◆ **The problem**: Return only the stretch of the material below that begins with the line containing "Tag the blue jeans" and ends with the line containing "Tag the glass", exactly; both of those lines belong to it.

***** Provided material

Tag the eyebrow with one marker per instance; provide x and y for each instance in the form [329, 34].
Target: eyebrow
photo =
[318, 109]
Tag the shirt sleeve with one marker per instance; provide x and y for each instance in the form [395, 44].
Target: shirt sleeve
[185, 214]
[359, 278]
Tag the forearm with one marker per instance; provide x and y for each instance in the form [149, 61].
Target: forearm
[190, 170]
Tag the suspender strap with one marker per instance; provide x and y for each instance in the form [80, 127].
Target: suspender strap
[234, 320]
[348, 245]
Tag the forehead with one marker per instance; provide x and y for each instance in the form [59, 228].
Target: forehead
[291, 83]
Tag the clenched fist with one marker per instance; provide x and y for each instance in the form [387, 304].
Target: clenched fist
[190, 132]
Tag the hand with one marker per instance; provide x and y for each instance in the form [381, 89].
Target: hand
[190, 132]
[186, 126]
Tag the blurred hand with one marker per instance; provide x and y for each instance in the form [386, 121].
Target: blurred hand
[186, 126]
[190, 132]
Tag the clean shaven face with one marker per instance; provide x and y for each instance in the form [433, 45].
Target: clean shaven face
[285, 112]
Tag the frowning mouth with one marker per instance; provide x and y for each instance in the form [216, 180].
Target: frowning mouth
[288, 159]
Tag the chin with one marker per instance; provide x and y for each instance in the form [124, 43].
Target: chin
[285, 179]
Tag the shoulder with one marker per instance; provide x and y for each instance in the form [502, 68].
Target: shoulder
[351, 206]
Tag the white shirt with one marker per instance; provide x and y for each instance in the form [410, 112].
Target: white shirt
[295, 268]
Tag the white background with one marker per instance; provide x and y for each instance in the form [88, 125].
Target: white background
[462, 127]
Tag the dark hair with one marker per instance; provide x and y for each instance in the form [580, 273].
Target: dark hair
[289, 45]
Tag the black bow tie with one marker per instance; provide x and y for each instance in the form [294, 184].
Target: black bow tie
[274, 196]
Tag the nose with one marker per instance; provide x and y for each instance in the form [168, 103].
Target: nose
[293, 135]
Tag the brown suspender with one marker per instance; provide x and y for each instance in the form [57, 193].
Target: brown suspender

**********
***** Provided material

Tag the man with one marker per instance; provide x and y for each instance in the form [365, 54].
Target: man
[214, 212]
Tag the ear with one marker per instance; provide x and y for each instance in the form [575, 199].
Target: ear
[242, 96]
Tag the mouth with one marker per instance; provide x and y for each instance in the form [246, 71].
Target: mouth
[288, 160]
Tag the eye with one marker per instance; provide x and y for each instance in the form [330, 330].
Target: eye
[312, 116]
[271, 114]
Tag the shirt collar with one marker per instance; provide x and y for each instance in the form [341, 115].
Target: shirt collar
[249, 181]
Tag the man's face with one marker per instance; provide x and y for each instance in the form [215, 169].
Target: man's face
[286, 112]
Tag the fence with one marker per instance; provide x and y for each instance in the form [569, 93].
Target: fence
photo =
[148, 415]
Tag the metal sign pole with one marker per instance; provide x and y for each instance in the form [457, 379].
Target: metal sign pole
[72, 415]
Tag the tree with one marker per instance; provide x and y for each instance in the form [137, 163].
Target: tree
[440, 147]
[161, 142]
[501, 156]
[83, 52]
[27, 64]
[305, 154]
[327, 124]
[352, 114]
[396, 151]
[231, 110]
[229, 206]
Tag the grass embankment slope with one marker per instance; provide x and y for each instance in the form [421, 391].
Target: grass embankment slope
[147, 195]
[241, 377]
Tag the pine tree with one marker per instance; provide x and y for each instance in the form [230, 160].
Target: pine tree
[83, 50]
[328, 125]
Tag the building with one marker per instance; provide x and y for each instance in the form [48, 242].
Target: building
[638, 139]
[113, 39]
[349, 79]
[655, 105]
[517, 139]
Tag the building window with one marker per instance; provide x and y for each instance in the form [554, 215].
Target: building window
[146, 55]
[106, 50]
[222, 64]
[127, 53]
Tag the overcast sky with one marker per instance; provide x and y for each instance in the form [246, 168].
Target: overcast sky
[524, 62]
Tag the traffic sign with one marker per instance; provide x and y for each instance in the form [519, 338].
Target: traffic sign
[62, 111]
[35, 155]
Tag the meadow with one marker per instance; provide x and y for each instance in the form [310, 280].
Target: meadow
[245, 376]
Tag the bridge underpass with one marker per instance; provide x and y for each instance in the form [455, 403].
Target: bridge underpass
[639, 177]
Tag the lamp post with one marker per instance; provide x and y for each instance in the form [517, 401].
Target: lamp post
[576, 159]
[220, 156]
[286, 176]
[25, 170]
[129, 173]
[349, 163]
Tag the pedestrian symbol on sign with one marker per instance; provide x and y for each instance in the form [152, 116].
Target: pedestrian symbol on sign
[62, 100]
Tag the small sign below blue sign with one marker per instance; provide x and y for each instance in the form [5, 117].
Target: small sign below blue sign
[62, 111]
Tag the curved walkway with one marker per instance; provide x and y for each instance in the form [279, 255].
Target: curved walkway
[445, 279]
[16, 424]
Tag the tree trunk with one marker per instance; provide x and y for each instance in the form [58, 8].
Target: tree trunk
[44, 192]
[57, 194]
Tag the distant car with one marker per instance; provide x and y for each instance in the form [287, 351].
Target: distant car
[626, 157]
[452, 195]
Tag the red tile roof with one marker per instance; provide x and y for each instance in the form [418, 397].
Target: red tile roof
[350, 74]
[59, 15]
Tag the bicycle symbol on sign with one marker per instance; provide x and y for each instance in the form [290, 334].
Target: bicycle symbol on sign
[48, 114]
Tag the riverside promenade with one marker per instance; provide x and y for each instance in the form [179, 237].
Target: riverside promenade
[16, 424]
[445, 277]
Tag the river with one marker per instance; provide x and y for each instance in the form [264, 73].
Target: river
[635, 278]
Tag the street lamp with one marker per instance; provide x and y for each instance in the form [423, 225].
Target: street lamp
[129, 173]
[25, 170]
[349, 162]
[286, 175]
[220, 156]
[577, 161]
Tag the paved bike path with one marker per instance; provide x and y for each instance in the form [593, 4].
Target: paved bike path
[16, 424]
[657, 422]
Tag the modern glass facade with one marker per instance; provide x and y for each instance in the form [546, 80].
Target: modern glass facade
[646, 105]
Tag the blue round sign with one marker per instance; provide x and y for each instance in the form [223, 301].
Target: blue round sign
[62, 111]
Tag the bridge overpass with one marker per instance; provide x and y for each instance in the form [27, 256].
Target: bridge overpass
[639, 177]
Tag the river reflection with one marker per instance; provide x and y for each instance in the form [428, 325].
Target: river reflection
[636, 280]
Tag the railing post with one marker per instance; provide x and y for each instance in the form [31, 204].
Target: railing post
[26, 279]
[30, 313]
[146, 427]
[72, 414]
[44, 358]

**********
***** Provided material

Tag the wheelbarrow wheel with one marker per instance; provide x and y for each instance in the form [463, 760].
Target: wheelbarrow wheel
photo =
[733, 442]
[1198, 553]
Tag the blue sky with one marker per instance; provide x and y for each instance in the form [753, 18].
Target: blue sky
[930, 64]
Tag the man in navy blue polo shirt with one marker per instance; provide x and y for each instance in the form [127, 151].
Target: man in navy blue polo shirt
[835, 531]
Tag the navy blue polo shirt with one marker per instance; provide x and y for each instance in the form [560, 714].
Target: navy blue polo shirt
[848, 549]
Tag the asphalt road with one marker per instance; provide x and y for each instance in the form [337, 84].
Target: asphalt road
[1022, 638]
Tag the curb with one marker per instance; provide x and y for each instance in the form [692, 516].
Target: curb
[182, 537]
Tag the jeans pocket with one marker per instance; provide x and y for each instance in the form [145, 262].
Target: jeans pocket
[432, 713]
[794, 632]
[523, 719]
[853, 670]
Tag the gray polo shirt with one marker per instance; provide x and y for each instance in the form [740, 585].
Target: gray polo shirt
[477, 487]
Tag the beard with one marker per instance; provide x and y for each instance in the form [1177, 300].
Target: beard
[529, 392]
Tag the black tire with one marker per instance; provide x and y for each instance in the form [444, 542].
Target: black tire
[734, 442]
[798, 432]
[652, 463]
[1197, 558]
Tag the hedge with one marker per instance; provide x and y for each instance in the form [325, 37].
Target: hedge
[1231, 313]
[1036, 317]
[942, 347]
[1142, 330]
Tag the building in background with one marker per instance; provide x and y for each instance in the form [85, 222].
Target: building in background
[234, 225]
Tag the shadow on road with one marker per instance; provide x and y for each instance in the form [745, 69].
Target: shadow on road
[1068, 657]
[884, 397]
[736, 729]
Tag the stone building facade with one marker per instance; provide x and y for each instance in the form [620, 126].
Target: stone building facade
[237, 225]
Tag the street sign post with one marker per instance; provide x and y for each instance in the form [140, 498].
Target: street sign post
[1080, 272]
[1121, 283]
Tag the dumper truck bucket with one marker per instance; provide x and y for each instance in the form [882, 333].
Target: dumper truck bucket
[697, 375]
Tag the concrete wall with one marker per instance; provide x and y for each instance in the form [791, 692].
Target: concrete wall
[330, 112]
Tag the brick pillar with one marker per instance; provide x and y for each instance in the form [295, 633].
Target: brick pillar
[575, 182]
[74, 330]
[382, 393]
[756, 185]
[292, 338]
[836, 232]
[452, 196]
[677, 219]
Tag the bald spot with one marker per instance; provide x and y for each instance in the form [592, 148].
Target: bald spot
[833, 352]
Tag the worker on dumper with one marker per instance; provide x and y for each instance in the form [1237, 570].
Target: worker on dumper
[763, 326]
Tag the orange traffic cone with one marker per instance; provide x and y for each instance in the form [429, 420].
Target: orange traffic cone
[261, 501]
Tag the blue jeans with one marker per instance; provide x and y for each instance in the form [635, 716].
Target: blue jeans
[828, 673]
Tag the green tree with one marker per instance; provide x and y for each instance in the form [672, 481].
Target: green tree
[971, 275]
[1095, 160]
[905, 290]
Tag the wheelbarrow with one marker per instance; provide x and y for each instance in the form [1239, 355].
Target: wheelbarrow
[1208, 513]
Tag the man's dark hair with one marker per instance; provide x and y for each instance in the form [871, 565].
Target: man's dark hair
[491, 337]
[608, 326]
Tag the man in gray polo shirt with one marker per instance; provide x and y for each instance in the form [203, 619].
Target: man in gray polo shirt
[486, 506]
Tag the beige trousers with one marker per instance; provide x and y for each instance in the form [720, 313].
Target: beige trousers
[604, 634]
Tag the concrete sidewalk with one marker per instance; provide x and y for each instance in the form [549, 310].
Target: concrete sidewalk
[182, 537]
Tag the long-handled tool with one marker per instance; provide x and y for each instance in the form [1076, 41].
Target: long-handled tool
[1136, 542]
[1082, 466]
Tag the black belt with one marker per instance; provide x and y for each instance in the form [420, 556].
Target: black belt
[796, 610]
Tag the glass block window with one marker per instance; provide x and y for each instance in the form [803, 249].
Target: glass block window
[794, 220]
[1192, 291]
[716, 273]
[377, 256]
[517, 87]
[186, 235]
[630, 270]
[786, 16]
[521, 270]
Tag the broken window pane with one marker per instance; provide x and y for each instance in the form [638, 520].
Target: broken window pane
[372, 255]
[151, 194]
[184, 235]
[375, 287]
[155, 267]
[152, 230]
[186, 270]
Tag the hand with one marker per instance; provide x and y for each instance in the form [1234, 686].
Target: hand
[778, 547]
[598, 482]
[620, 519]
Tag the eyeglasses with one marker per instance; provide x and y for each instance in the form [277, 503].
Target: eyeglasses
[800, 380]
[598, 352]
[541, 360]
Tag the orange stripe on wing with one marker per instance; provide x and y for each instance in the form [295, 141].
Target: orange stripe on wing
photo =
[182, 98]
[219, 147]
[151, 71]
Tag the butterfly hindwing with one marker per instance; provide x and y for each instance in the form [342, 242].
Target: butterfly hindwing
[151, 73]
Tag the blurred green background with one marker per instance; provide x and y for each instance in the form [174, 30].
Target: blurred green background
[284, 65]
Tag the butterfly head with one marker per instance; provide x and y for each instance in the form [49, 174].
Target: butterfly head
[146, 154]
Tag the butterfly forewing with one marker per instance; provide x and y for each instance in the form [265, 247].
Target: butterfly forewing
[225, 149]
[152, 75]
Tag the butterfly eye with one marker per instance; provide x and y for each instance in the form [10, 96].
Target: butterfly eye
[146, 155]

**********

◆ **Expected answer**:
Tag the blue jeans with one marker per instance; provide x and y for each instance in the form [635, 716].
Target: blue jeans
[828, 673]
Tag the green tree with one marker per instance; provide x and y for each instance in the form [672, 481].
Target: green tree
[971, 275]
[1095, 160]
[905, 290]
Tag the wheelbarrow with one marker per instance; provide x and y for each instance in the form [1239, 355].
Target: wheelbarrow
[1208, 513]
Tag the man's dark hair with one marker per instance; provide x and y for each instance in the form [871, 565].
Target: man's dark hair
[491, 337]
[608, 326]
Tag the man in gray polo shirt with one marker per instance; provide x and y for each instance in the form [203, 619].
Target: man in gray polo shirt
[486, 506]
Tag the beige trousers with one marker per instance; provide x and y for each instance in the form [720, 313].
Target: beige trousers
[604, 634]
Tag the concrete sidewalk with one marker per instance; provide x and y for each instance in the form [549, 310].
Target: concrete sidewalk
[182, 537]
Tag the long-handled tool with one marker per instance; provide x and y for each instance in the form [1076, 41].
Target: long-handled tool
[1136, 542]
[1082, 466]
Tag the black belt with one marker per instance; provide x and y for each instance in the form [420, 556].
Target: black belt
[796, 610]
Tag the glass block window with one marker per instance; provide x and y for each instance in the form [803, 249].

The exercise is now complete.